Setzen wir unser Fußballspiel in Analogie zu Lila, dem kosmischen Spiel, so haben wir ein schönes Bild unserer Wirklichkeit. Während die Naturwissenschaft die verschiedenen Frequenzen des Pfiffs erforscht und sich die Geisteswissenschaft um die Philosophie des Toreschießens kümmert, sieht der erleuchtete Weise das Muster hinter dem Spiel.

Um das Erkennen solcher Muster, ja eigentlich des einen großen Musters, geht es uns vor allem und auch darum, sich selbst als Teil des Großen Musters wahrzunehmen. Wir werden uns daher weniger um das Analysieren von Einzelheiten bemühen, sondern vielmehr den Blick offen halten für das Große Ganze. Diesem Ziel soll alles andere untergeordnet werden, auch Sprache und Logik.

Dass das Wellental, in dem die Weisheitslehren in unseren Breiten fast versunken schienen, dann doch nicht so tief war, zeigt ein Besuch im Dom von Siena/Italien: dort findet sich der Vater der Hermetischen Philosophie, Hermes Trismegistos, überlebensgroß und als zentrale Figur, den gesamten Domeingang beherrschend. Vor nicht einmal 1000 Jahren wurde also dieser große Hüter des kosmischen Gesetzes noch in Würden gehalten.

Die zugehörige lateinische Marmorinschrift lässt keinen Zweifel an seinem Rang und stellt ihn ausdrücklich an die Seite von Moses, dem anderen großen Gesetzeskünder. Während Moses` Gesetz zwar von den Christen vielfach im Munde geführt, im Wesentlichen aber ignoriert wurde, war das Gesetz des dreimal-großen-Hermes praktisch vergessen.

In diesem Zusammenhang sei an das Gesetz Moses`, das im christlichen Umfeld kaum Beachtung fand und findet, erinnert:

„Du sollst dir kein Gottesbildnis machen, das irgendetwas darstellt am Himmel droben,
auf der Erde unten oder im Wasser unter der Erde“
(Deuteronomium 5,8).

————————

> [Aufgabe a]:
In welchem Bauwerk findet sich laut dem Text die überlebensgroße Figur des Hermes Trismegistos?
Der Text und die Datensätze sind voneinander unabhängiges Material.

> [Datensätze mit Koordinatenannotationen]:
————————

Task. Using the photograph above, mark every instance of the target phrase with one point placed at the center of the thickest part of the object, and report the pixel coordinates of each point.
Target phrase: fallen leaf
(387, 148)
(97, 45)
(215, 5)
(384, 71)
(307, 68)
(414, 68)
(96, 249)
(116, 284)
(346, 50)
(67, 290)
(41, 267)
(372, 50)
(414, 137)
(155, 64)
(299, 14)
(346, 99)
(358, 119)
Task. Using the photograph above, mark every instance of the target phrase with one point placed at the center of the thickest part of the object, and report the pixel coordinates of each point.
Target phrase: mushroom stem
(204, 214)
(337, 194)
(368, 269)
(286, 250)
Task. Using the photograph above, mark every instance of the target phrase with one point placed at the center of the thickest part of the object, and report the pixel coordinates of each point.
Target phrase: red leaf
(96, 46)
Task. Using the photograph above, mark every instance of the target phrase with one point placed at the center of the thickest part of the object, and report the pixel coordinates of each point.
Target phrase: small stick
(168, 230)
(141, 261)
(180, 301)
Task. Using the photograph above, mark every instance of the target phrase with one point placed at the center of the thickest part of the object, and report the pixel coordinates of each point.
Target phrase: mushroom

————————

> [Aufgabe b]:
Gib sämtliche Zeilen der Datensätze als nummerierte Liste wieder und lass Leerzeilen weg.

> [Richtige Antwort a]:
Im Dom von Siena in Italien.

> [Richtige Antwort b]:
1. Task. Using the photograph above, mark every instance of the target phrase with one point placed at the center of the thickest part of the object, and report the pixel coordinates of each point.
2. Target phrase: fallen leaf
3. (387, 148)
4. (97, 45)
5. (215, 5)
6. (384, 71)
7. (307, 68)
8. (414, 68)
9. (96, 249)
10. (116, 284)
11. (346, 50)
12. (67, 290)
13. (41, 267)
14. (372, 50)
15. (414, 137)
16. (155, 64)
17. (299, 14)
18. (346, 99)
19. (358, 119)
20. Task. Using the photograph above, mark every instance of the target phrase with one point placed at the center of the thickest part of the object, and report the pixel coordinates of each point.
21. Target phrase: mushroom stem
22. (204, 214)
23. (337, 194)
24. (368, 269)
25. (286, 250)
26. Task. Using the photograph above, mark every instance of the target phrase with one point placed at the center of the thickest part of the object, and report the pixel coordinates of each point.
27. Target phrase: red leaf
28. (96, 46)
29. Task. Using the photograph above, mark every instance of the target phrase with one point placed at the center of the thickest part of the object, and report the pixel coordinates of each point.
30. Target phrase: small stick
31. (168, 230)
32. (141, 261)
33. (180, 301)
34. Task. Using the photograph above, mark every instance of the target phrase with one point placed at the center of the thickest part of the object, and report the pixel coordinates of each point.
35. Target phrase: mushroom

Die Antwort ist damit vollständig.